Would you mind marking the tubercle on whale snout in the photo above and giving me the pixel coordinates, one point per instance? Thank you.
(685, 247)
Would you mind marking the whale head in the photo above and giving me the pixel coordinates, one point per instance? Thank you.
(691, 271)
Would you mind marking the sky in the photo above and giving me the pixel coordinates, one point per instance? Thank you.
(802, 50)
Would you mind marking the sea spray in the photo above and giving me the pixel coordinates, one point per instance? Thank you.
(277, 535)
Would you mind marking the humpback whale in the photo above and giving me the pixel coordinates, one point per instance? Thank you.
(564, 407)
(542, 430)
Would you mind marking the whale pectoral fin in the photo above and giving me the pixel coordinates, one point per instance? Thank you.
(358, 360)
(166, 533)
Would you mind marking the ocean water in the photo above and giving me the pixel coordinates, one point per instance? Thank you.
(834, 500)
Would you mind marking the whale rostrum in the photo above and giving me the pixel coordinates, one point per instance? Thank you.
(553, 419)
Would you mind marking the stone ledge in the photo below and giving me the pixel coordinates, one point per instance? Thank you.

※

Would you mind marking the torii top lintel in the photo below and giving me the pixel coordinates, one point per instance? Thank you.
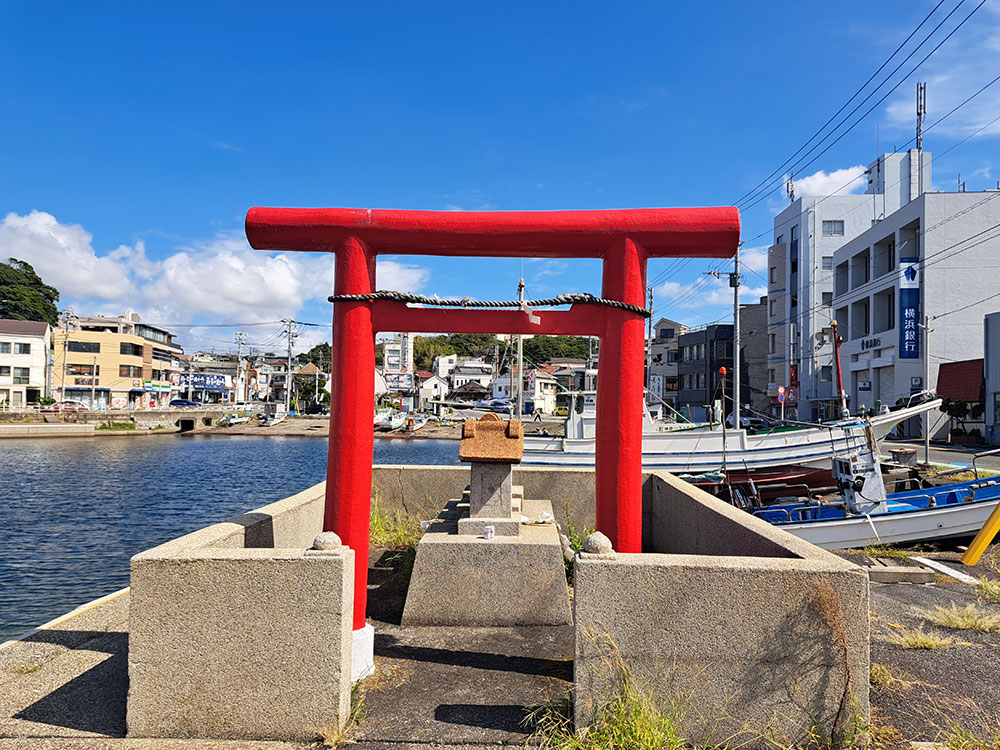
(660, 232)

※

EXERCISE DETAILS: Could you pull out, word for word, the part of the records that opens with the line containing "Would you mind marking the whale rostrum" and closes with the line containing "Would you mind marking the stone", including both of those lines?

EXERCISE OUTPUT:
Would you mind marking the whale rostrum in the photo above and giving me the pixel coordinates, one point per instance? Thank you.
(553, 419)
Would you mind marking the stone ledge in the photo below and giving me the pixel coordinates, one point per instance? Thank you.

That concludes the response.